WHAT THE TASK ASKS >>
From top to bottom, reproduce the listing without a single change.

---- EXERCISE DATA

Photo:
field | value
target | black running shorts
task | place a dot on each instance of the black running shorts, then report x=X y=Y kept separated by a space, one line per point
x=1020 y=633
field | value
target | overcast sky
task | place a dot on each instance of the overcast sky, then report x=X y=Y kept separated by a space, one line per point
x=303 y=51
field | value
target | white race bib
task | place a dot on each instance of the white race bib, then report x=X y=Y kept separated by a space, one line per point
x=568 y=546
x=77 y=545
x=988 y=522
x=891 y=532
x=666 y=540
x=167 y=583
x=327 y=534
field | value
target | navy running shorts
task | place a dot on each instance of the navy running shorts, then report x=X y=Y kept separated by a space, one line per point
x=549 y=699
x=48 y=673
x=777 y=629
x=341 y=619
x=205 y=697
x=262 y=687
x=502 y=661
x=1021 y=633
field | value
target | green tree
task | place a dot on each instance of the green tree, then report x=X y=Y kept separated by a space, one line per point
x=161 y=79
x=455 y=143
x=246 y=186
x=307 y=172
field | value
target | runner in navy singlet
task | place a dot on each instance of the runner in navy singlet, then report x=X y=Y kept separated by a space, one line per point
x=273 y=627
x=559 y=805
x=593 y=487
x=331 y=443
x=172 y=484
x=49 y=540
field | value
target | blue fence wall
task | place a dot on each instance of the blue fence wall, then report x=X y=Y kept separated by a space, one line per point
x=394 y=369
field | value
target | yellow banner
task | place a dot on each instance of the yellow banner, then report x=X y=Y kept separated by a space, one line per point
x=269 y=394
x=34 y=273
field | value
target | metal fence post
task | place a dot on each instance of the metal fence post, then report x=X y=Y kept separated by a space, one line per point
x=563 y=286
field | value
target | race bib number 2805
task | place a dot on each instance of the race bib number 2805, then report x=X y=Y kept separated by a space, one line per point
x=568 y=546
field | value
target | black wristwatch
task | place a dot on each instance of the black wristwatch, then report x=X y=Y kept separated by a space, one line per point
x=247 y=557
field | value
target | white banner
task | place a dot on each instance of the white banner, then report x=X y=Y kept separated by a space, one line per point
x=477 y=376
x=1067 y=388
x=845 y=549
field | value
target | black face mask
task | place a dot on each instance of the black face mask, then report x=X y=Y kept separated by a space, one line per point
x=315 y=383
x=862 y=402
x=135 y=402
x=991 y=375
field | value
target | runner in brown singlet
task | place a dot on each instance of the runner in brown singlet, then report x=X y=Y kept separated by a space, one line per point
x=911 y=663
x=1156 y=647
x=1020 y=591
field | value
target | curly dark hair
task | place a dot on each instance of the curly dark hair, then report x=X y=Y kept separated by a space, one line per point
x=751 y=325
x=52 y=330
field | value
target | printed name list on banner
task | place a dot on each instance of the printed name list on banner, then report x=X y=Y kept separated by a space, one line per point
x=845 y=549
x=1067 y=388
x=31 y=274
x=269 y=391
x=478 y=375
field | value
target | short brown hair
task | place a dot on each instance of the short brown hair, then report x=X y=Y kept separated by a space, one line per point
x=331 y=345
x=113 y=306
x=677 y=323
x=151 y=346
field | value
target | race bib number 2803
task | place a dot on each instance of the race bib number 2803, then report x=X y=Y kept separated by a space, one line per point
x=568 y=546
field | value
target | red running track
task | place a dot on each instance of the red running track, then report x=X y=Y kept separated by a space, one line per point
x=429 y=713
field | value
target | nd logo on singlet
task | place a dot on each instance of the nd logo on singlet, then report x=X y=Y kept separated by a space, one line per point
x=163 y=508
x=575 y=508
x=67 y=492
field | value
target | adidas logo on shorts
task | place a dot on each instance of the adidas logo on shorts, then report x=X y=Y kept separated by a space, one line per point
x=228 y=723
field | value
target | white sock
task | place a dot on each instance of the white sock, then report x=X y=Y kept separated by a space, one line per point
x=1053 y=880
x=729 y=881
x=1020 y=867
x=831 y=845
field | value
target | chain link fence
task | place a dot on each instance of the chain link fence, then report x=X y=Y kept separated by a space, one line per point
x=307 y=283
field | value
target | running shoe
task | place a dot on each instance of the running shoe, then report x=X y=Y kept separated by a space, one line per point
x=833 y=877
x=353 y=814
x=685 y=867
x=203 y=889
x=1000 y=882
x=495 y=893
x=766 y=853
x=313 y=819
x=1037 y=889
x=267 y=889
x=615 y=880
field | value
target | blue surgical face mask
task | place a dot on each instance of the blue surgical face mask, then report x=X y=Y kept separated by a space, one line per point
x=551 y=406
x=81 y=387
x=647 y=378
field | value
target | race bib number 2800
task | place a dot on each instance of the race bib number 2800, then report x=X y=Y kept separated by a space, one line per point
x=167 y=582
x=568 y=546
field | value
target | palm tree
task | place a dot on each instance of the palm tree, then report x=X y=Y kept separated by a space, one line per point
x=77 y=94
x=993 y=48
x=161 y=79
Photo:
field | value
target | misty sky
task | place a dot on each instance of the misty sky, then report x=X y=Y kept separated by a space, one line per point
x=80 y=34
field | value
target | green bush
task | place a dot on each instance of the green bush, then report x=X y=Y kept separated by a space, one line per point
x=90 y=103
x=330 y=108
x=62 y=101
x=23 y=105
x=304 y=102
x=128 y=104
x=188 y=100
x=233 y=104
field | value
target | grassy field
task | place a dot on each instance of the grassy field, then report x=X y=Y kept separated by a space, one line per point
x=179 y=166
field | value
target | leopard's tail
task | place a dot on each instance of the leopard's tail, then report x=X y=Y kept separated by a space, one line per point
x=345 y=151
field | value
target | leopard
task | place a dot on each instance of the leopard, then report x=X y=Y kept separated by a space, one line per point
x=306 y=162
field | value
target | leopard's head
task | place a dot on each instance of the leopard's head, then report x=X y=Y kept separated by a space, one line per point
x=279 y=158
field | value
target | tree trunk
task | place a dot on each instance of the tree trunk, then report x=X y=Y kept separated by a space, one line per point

--------

YOUR RESPONSE >>
Photo:
field | value
target | black running shorts
task | place a dot on each instance of the black running shorts, then report x=X y=Y kept separated by a space, one line per point
x=1020 y=633
field | value
target | overcast sky
task | place a dot on each instance of the overcast sky, then report x=X y=Y kept separated by a space, one line per point
x=303 y=51
field | value
target | white race bib
task | place a dot on each instance of the white race bib, then report x=X y=Y kept separated by a space, one line per point
x=568 y=546
x=77 y=545
x=988 y=522
x=891 y=532
x=666 y=540
x=167 y=583
x=327 y=534
field | value
target | navy running shorts
task | place a dot on each instance of the navy running shorts, then report x=X y=Y kept separated by a space, one line per point
x=549 y=699
x=48 y=673
x=777 y=629
x=341 y=619
x=205 y=697
x=262 y=687
x=502 y=661
x=1021 y=633
field | value
target | green tree
task | place a dot on each instance of the green tree, then report x=X y=Y kept separated by a space, one line per point
x=161 y=79
x=455 y=143
x=246 y=186
x=307 y=172
field | value
target | runner in navy singlet
task | place a dot on each instance of the runner in navy singlet, then report x=X y=Y kept separated by a space, one line per point
x=273 y=627
x=559 y=805
x=593 y=487
x=331 y=443
x=172 y=484
x=49 y=540
field | value
target | blue fence wall
task | place a dot on each instance of the blue fence wall, then report x=X y=Y kept separated by a space, one line per point
x=394 y=369
field | value
target | yellow banner
task | place a dot on each instance of the yellow banner, then report x=X y=Y kept separated by a space, one line per point
x=269 y=394
x=34 y=273
field | value
target | metal fence post
task | place a dot on each instance of the metal fence post, then report x=X y=Y kept separated by a space, one line per point
x=563 y=286
field | value
target | race bib number 2805
task | place a dot on each instance of the race bib number 2805, then report x=X y=Y kept separated by a space, one line per point
x=568 y=546
field | value
target | black wristwatch
task | place a dot on each instance of the black wristwatch, then report x=X y=Y kept separated by a space, one line per point
x=247 y=557
field | value
target | white banner
task | place a dot on each instance of the white banner, then report x=X y=Y kept separated by a space, one line per point
x=477 y=376
x=1067 y=388
x=845 y=549
field | value
target | black face mask
task | place a dot on each instance of the black face mask, then report x=X y=Y kept separated by a space, one line per point
x=315 y=383
x=862 y=402
x=135 y=402
x=991 y=375
field | value
target | runner in brown singlet
task | place a dot on each instance of the runner in brown singlet, then report x=X y=Y kept separated by a space, one line per point
x=911 y=663
x=1156 y=647
x=1020 y=591
field | value
target | curly dark hair
task | place a dot on each instance of the curly dark hair, then report x=X y=Y kept separated by a space, one line per point
x=751 y=325
x=52 y=330
field | value
target | printed name list on banner
task | place a dot on each instance of the printed name list on banner, then report x=X y=Y kept separated by a space, one line per point
x=845 y=549
x=1067 y=388
x=31 y=274
x=269 y=391
x=478 y=375
field | value
target | short brown hair
task | place a dot on each instance of the short brown hair, then report x=X y=Y kept separated by a space, one line per point
x=331 y=345
x=113 y=306
x=677 y=323
x=151 y=346
field | value
target | race bib number 2803
task | place a dot on each instance of the race bib number 2803, then report x=X y=Y kept separated by a space, one line per point
x=568 y=546
field | value
target | red running track
task | place a dot on each instance of the red running track, then report x=X y=Y kept separated by a space, one line per point
x=429 y=713
field | value
target | nd logo on singlet
task | place a dot on each instance of the nd logo on singlet, then report x=X y=Y kept separated by a space, one line per point
x=163 y=508
x=575 y=508
x=67 y=492
field | value
target | adidas logo on shorts
task | place a dot on each instance of the adidas logo on shorts, then report x=X y=Y kept separated by a space, one line per point
x=228 y=723
field | value
target | white sock
task | place a dot on each instance of the white sock, then report x=X y=Y kept separated by a space, one line per point
x=1053 y=880
x=729 y=881
x=1020 y=867
x=831 y=845
field | value
target | chain link fence
task | place a dot on each instance of the chain link fence, then report x=X y=Y kept separated by a space, one line per point
x=307 y=283
field | value
target | running shoe
task | place a dot on each instance of the running shoe, then report x=X y=Y kept separated by a space, one line per point
x=833 y=877
x=353 y=814
x=685 y=867
x=203 y=889
x=1000 y=882
x=495 y=893
x=766 y=853
x=313 y=819
x=1037 y=889
x=267 y=889
x=615 y=880
field | value
target | blue surgical face mask
task | place a dot on each instance of the blue surgical face mask, then report x=X y=Y kept separated by a space, one line per point
x=551 y=406
x=81 y=387
x=647 y=378
field | value
target | race bib number 2800
task | place a dot on each instance of the race bib number 2800, then report x=X y=Y kept separated by a space, one line per point
x=167 y=582
x=568 y=546
field | value
target | palm tree
task | place a dot on each instance of the palm tree, then report x=X y=Y kept separated by a space, one line per point
x=77 y=94
x=993 y=48
x=161 y=79
Photo:
field | value
target | misty sky
task | place a dot on each instance of the misty sky, then report x=X y=Y kept separated by a space, one line per point
x=80 y=34
field | value
target | green bush
task | place a dot on each instance of the green bush, then report x=X y=Y kept separated by a space, one line per point
x=90 y=103
x=330 y=108
x=62 y=101
x=23 y=105
x=304 y=102
x=128 y=104
x=188 y=100
x=233 y=104
field | value
target | grassy field
task | place a dot on each instance of the grassy field, then report x=X y=Y kept separated by a space, one line per point
x=179 y=166
field | value
target | leopard's tail
task | place a dot on each instance of the leopard's tail, then report x=X y=Y kept separated by a space, one line per point
x=345 y=151
field | value
target | leopard
task | place a dot on each instance of the leopard, then report x=X y=Y kept separated by a space, one line per point
x=306 y=162
field | value
target | leopard's head
task | place a dot on each instance of the leopard's head, then report x=X y=Y kept separated by a space, one line per point
x=279 y=158
field | value
target | tree trunk
task | place a dot on each instance of the tree trunk, then report x=X y=Y kept separated by a space, one line per point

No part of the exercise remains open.